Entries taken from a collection
□ □ □ □ □ □ □
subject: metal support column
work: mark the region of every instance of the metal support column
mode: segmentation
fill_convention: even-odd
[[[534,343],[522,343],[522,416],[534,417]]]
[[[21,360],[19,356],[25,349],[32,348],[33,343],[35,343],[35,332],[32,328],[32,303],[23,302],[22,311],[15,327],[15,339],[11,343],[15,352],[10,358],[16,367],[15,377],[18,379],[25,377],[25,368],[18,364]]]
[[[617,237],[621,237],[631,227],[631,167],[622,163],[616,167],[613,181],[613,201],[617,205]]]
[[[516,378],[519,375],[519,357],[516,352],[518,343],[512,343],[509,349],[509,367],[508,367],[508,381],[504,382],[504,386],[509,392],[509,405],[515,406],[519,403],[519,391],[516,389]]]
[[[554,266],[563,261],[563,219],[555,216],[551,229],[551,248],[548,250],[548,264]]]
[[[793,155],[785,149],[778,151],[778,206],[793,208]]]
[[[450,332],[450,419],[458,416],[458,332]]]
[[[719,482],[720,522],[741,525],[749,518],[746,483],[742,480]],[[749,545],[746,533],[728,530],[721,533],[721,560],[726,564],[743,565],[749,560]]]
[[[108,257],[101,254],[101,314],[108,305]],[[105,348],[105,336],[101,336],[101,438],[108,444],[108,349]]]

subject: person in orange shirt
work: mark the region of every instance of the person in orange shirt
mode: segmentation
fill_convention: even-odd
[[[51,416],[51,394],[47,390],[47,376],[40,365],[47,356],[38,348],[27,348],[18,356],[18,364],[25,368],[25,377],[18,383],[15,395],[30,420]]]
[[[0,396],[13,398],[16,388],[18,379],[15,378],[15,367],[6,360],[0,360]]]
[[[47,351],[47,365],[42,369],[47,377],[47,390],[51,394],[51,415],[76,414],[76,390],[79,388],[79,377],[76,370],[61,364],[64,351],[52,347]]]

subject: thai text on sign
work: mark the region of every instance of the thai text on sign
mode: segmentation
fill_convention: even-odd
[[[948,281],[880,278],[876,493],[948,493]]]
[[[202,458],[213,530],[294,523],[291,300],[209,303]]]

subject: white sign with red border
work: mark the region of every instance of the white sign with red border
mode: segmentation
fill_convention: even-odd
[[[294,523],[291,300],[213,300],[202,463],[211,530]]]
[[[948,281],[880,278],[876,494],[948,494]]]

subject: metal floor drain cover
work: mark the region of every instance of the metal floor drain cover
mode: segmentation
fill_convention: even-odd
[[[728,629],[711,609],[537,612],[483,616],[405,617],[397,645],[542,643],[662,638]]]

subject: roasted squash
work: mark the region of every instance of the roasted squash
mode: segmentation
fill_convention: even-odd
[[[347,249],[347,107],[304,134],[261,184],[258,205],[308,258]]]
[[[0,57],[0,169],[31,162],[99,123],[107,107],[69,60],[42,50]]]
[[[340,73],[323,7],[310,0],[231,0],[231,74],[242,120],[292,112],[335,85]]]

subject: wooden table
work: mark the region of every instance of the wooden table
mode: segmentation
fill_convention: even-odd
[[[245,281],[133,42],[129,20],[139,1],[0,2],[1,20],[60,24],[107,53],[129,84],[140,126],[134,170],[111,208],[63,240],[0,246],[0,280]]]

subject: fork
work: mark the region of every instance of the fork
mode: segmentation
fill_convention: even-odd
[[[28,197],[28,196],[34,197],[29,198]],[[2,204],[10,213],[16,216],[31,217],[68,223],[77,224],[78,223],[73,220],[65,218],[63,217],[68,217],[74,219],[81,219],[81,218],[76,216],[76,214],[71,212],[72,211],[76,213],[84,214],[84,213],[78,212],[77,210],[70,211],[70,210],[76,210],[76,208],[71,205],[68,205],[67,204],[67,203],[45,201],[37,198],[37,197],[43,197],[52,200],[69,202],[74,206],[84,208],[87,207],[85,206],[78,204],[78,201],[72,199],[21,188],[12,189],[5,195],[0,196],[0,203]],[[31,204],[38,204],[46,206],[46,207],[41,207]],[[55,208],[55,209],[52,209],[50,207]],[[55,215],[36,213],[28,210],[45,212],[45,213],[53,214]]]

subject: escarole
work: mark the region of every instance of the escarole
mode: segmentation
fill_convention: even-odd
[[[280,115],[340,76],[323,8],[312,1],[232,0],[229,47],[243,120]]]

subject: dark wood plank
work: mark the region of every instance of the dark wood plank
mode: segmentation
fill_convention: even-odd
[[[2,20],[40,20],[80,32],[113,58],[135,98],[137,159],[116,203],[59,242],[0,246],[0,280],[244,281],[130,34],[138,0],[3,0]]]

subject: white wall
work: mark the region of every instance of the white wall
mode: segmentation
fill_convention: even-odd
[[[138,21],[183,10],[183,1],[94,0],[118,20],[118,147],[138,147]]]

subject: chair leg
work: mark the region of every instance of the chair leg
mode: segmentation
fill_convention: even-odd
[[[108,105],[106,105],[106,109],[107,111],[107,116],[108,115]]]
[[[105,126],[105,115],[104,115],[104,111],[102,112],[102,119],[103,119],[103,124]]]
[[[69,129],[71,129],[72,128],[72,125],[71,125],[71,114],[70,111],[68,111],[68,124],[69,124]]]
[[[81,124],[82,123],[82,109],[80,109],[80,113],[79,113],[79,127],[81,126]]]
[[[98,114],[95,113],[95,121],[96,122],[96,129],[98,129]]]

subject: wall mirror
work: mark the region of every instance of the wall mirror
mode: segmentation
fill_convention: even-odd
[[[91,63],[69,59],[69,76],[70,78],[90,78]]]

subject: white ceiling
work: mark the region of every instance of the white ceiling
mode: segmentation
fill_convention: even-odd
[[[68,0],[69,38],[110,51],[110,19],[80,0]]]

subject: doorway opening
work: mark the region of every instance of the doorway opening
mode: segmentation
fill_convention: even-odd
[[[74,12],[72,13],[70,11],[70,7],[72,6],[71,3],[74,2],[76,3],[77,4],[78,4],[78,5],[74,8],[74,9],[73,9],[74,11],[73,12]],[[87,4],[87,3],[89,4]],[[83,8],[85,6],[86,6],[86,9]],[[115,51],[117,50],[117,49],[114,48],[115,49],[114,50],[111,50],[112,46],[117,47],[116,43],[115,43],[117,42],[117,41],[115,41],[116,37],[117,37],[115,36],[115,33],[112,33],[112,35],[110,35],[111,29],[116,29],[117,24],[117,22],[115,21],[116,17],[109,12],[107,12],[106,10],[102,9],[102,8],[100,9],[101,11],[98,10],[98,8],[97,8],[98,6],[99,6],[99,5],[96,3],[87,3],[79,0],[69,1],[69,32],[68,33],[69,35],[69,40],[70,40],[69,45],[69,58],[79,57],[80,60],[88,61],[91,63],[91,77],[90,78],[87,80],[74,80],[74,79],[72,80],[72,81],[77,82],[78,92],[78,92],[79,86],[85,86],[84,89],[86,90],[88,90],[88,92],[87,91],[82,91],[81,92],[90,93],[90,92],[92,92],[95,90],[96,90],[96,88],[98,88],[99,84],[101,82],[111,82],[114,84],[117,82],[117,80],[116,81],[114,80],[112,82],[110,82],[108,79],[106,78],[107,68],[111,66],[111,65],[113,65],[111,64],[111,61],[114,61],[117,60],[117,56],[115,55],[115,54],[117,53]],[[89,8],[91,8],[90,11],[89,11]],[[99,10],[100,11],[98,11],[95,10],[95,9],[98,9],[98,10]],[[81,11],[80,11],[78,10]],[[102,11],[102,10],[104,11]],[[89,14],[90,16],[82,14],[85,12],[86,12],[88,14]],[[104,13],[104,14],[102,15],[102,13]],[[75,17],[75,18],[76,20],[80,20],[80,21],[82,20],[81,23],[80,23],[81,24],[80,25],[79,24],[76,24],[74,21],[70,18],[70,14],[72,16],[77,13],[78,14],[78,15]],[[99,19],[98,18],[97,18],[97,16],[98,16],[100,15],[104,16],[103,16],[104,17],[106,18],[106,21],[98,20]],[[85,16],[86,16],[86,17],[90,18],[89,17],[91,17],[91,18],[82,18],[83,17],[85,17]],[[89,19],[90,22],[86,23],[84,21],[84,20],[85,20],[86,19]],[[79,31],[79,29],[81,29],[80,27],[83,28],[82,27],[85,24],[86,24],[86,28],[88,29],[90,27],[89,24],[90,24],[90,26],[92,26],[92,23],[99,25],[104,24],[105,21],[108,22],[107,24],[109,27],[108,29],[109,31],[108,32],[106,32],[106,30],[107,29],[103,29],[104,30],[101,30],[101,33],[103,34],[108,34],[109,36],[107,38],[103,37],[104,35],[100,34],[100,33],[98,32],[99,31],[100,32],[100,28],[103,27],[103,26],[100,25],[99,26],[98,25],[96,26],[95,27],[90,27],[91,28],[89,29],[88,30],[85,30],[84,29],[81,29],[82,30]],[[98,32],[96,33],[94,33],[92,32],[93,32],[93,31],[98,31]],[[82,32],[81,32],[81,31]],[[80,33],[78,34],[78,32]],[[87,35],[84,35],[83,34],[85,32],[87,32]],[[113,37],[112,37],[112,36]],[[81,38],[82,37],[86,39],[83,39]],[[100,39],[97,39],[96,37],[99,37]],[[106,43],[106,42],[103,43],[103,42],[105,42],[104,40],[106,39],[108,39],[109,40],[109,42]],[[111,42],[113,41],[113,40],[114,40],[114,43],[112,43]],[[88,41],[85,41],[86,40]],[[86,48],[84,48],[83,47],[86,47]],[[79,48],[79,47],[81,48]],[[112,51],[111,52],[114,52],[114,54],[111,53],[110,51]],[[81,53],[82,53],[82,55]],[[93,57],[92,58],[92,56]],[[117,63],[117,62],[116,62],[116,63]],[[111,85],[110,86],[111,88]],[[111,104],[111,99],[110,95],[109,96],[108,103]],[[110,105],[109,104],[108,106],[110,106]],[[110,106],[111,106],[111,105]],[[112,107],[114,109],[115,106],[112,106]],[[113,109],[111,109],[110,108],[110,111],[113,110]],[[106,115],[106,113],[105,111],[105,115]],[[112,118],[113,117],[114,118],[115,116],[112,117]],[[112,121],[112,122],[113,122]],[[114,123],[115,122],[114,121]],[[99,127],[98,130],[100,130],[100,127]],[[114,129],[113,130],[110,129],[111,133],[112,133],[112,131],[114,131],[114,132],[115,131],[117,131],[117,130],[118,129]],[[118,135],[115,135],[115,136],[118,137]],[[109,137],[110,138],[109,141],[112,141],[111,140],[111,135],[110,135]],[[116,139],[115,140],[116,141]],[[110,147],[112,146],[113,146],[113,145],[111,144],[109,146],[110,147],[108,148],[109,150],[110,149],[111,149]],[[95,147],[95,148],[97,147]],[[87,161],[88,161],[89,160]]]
□ □ □ □ □ □ □
Stated goal — Can you reproduce, character for character, the lines of the material from the one containing "subject: wall mirror" through the one containing "[[[91,63],[69,59],[69,76],[70,78],[90,78]]]", including both of those lines?

Result below —
subject: wall mirror
work: mark the region of every instance of the wall mirror
mode: segmentation
fill_convention: even-odd
[[[91,63],[69,59],[69,76],[70,78],[90,78]]]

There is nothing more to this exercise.